━━ Data lines ━━

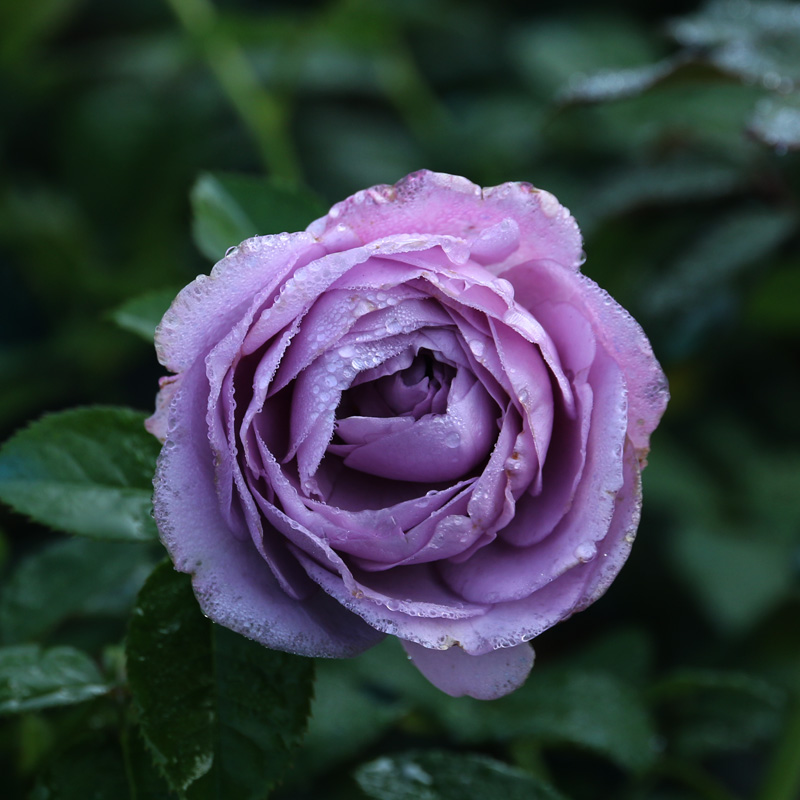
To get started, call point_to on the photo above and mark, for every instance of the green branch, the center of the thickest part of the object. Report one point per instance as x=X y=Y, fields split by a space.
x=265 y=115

━━━
━━ Data lines ━━

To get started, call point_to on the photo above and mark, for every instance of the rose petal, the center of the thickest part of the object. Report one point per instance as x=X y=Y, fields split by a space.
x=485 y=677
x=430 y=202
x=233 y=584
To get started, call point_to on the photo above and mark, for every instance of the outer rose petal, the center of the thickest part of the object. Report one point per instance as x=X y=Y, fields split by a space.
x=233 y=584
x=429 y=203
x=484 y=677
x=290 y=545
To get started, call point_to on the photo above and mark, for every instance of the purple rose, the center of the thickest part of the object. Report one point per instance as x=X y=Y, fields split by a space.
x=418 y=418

━━━
━━ Data lines ━━

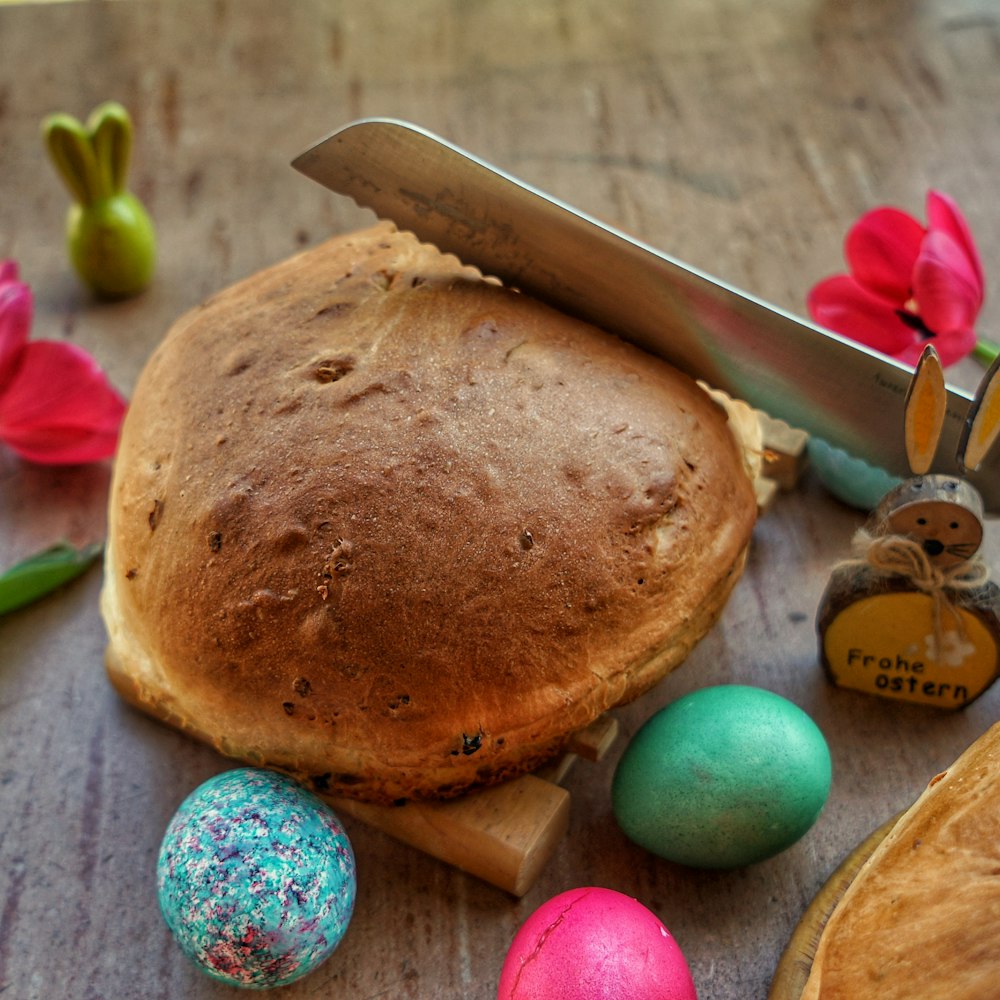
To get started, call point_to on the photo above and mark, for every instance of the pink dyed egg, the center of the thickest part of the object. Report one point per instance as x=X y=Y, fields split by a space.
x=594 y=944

━━━

=== What to produce ===
Copy out, word for word, the lines between the line holding "of the outer" and the line holding "x=290 y=545", inclusive.

=== Task output ===
To get started, call point_to on the photo above and mark, for every instance of the outer rose petal, the center of the thickest part of the object. Report one point per instance as x=X y=Y, fields split by a space.
x=233 y=584
x=429 y=203
x=484 y=677
x=290 y=545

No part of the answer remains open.